What you will do —
- 1) In the seal housing description, what does the radially inner surface 104A abut?
- 2) Name every gap identified in the seal housing description, and say what each one lies between.
- 3) Continue the seal housing description from its final sentence, keeping the same technical style.

Extract provided —
As shown in FIG. 1A, an axial forward end portion 100A of the
plate-like member 96 defines a forward inner seal member 102A. The
forward inner seal member 102A extends in the axial direction to a
location proximate the first axially extending leg 72A of the first
seal structure 72. A first gap G.sub.1 is formed between the
forward inner seal member 102A and the first axially extending leg
72A. As shown in FIG. 1B, an axial aft end portion 100B of the
plate-like member 96 defines an aft inner seal member 102B. The aft
inner seal member 102B extends in the axial direction to a location
proximate the first axially extending leg 76A of the second seal
structure 76. A second gap G.sub.2 is formed between the aft inner
seal member 102B and the first axially extending leg 76A.
The radially outer seal housing structure 82 of the seal housing
apparatus 66 comprises a radially inner surface 104A and an opposed
radially outer surface 104B, as shown in FIGS. 1A and 1B. The
radially inner surface 104A abuts the radially outer surface 98B of
the radially inner seal housing structure 80 of the seal housing
apparatus 66. The radially outer surface 104B has a curvature in a
circumferential direction and includes associated second sealing
structure comprising a plurality of seal teeth 106 in the
illustrated embodiment.
The seal teeth 106 extend radially outwardly from the radially
outer surface 1048 of the outer seal housing structure 82 and come
into close proximity or engage with the first sealing structure 40
defining the radially innermost surface 42 of each vane 19, as
shown in FIGS. 1, 1A and 1B. The seal teeth 106 and the first
sealing structure 40 provide a reduced radial clearance between the
rotatable seal housing apparatus 66 and each stationary vane 19 for
limiting gas flow through a third gap G.sub.3 formed between the
seal housing apparatus 66 and each vane 19, see FIG. 1B.

Provided data —
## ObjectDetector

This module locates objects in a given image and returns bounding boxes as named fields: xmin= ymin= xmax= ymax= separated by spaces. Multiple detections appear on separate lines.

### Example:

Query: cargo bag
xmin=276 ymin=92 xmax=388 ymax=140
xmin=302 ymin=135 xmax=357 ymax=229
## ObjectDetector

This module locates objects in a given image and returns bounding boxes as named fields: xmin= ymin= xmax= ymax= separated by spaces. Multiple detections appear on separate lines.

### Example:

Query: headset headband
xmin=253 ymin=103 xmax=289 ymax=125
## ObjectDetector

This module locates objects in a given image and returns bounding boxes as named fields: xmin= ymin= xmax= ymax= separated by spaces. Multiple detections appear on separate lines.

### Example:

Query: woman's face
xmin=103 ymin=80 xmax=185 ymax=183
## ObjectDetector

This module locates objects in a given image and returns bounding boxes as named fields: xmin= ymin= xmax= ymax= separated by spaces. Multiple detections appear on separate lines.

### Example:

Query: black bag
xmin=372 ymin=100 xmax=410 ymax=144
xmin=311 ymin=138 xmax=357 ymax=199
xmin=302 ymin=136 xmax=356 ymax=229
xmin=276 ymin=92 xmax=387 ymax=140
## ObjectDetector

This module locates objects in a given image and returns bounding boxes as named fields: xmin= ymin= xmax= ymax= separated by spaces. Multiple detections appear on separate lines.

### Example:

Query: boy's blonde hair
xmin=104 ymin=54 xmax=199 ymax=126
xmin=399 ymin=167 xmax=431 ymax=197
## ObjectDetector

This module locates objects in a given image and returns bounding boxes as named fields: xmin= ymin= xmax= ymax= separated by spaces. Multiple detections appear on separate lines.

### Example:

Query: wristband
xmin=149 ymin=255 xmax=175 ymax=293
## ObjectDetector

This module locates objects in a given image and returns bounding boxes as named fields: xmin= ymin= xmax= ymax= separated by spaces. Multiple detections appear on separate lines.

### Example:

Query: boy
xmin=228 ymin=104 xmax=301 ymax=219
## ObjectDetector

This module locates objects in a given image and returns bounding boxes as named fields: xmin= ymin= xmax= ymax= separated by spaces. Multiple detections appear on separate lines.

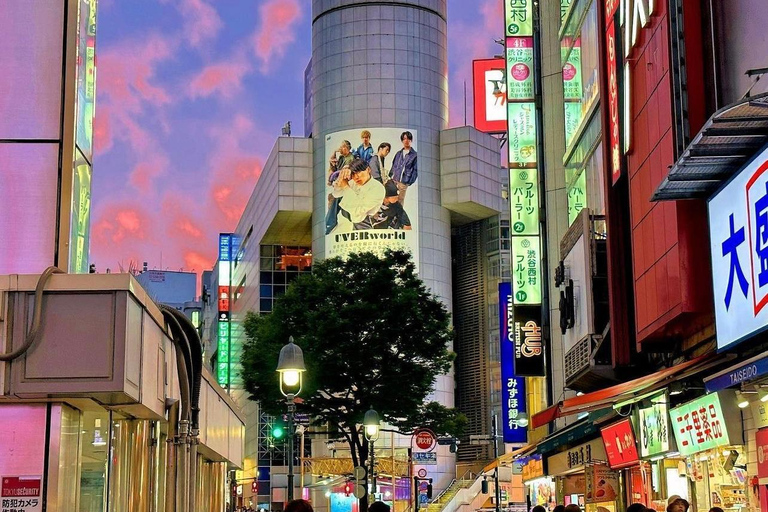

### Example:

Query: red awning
xmin=531 ymin=354 xmax=722 ymax=428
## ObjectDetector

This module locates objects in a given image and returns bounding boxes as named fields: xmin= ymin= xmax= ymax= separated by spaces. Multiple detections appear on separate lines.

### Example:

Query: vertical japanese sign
xmin=0 ymin=476 xmax=43 ymax=512
xmin=669 ymin=392 xmax=741 ymax=456
xmin=509 ymin=169 xmax=539 ymax=235
xmin=709 ymin=148 xmax=768 ymax=350
xmin=504 ymin=0 xmax=534 ymax=36
xmin=507 ymin=102 xmax=537 ymax=168
xmin=216 ymin=233 xmax=233 ymax=388
xmin=507 ymin=37 xmax=534 ymax=101
xmin=499 ymin=283 xmax=528 ymax=443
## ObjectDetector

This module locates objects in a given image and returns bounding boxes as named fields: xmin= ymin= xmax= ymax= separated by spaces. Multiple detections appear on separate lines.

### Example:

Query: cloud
xmin=253 ymin=0 xmax=301 ymax=73
xmin=189 ymin=61 xmax=251 ymax=98
xmin=178 ymin=0 xmax=224 ymax=48
xmin=448 ymin=0 xmax=504 ymax=127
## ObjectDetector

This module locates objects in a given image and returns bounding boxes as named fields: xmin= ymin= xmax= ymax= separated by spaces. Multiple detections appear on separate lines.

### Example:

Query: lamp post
xmin=363 ymin=408 xmax=381 ymax=501
xmin=277 ymin=336 xmax=307 ymax=501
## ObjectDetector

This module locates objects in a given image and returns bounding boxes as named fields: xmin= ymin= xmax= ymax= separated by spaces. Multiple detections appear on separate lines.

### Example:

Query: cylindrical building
xmin=310 ymin=0 xmax=454 ymax=488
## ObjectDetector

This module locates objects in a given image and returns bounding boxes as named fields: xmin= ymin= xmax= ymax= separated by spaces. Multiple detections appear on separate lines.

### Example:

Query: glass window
xmin=560 ymin=1 xmax=600 ymax=147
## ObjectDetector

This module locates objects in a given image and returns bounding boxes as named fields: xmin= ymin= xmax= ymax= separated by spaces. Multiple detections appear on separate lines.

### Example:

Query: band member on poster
xmin=354 ymin=130 xmax=373 ymax=163
xmin=332 ymin=158 xmax=385 ymax=231
xmin=392 ymin=131 xmax=419 ymax=204
xmin=371 ymin=180 xmax=411 ymax=230
xmin=328 ymin=140 xmax=355 ymax=185
xmin=368 ymin=142 xmax=392 ymax=183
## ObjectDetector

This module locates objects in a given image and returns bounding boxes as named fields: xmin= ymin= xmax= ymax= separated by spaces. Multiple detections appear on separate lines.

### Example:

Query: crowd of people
xmin=325 ymin=130 xmax=418 ymax=235
xmin=531 ymin=495 xmax=723 ymax=512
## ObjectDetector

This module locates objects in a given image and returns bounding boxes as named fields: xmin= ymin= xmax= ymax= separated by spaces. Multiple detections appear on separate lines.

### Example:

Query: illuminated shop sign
xmin=670 ymin=391 xmax=741 ymax=455
xmin=504 ymin=0 xmax=534 ymax=36
xmin=638 ymin=397 xmax=671 ymax=457
xmin=708 ymin=148 xmax=768 ymax=350
xmin=472 ymin=59 xmax=507 ymax=133
xmin=600 ymin=418 xmax=640 ymax=468
xmin=216 ymin=233 xmax=233 ymax=387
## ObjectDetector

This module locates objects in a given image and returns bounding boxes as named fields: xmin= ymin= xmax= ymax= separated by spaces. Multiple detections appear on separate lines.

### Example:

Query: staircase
xmin=426 ymin=471 xmax=476 ymax=512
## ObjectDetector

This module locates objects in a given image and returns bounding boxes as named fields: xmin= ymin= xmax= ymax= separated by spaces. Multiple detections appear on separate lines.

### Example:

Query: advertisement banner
xmin=325 ymin=128 xmax=419 ymax=266
xmin=507 ymin=103 xmax=536 ymax=168
xmin=499 ymin=283 xmax=528 ymax=443
xmin=472 ymin=59 xmax=507 ymax=133
xmin=670 ymin=391 xmax=742 ymax=456
xmin=509 ymin=169 xmax=539 ymax=235
xmin=709 ymin=148 xmax=768 ymax=350
xmin=506 ymin=37 xmax=534 ymax=101
xmin=638 ymin=397 xmax=671 ymax=457
xmin=600 ymin=418 xmax=640 ymax=469
xmin=584 ymin=464 xmax=619 ymax=503
xmin=511 ymin=236 xmax=541 ymax=305
xmin=512 ymin=306 xmax=545 ymax=377
xmin=504 ymin=0 xmax=534 ymax=36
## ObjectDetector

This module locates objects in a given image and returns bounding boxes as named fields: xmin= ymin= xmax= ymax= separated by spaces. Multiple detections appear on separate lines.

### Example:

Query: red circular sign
xmin=416 ymin=430 xmax=436 ymax=450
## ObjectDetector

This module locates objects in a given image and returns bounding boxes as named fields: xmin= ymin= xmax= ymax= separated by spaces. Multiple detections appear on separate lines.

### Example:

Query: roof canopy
xmin=651 ymin=92 xmax=768 ymax=201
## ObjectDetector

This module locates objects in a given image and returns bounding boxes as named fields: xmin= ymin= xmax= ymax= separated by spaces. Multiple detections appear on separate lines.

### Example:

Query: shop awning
xmin=531 ymin=354 xmax=723 ymax=428
xmin=651 ymin=92 xmax=768 ymax=201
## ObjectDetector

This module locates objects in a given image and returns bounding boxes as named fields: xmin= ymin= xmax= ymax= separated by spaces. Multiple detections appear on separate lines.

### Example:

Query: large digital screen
xmin=324 ymin=128 xmax=419 ymax=265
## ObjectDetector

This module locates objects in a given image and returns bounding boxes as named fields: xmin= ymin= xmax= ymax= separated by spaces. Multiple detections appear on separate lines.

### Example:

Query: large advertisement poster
xmin=324 ymin=128 xmax=419 ymax=265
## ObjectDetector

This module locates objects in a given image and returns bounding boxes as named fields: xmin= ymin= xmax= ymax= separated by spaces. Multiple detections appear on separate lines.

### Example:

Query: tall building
xmin=214 ymin=0 xmax=508 ymax=510
xmin=0 ymin=0 xmax=97 ymax=273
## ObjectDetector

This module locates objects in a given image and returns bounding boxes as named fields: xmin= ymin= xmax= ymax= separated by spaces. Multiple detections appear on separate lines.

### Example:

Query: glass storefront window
xmin=560 ymin=0 xmax=600 ymax=147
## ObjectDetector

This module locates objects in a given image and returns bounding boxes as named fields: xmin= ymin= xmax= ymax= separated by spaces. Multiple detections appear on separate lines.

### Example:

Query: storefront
xmin=670 ymin=390 xmax=749 ymax=511
xmin=521 ymin=454 xmax=557 ymax=510
xmin=545 ymin=438 xmax=619 ymax=512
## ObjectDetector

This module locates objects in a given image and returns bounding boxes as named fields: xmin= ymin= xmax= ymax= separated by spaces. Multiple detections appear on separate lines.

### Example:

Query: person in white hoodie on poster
xmin=332 ymin=158 xmax=386 ymax=232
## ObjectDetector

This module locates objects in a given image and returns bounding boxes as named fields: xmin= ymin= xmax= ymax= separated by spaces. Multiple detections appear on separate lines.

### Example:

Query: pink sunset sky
xmin=90 ymin=0 xmax=503 ymax=278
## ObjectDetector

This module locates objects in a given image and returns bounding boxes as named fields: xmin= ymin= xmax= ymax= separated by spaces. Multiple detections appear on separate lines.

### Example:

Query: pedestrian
xmin=283 ymin=500 xmax=315 ymax=512
xmin=368 ymin=501 xmax=391 ymax=512
xmin=667 ymin=494 xmax=691 ymax=512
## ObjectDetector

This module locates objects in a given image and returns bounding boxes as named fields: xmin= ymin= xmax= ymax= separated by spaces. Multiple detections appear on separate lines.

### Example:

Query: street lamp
xmin=363 ymin=408 xmax=381 ymax=494
xmin=277 ymin=336 xmax=307 ymax=501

Answers to the problems —
- 1) It abuts the radially outer surface 98B of the radially inner seal housing structure 80 of the seal housing apparatus 66.

- 2)
- First gap G.sub.1: between the forward inner seal member 102A and the first axially extending leg 72A
- Second gap G.sub.2: between the aft inner seal member 102B and the first axially extending leg 76A
- Third gap G.sub.3: between the seal housing apparatus 66 and each vane 19

- 3)
As shown in FIG. 1A, the radially outer seal housing structure 82
comprises an axial forward end portion 108A that defines a forward
outer seal member 110A. The forward outer seal member 110A extends
in the axial direction to a location proximate the second axially
extending leg 72B of the first axially extending seal structure 72
of the first seal retainer plate structure 62. A fourth gap G.sub.4
is formed between the forward outer seal member 110A and the second
axially extending leg 72B of the first axially extending seal
structure 72.
The forward inner seal member 102A of the radially inner seal
housing structure 80 and the forward outer seal member 110A of the
radially outer seal housing structure 82 define a third recess 114A
therebetween, see FIG. 1A.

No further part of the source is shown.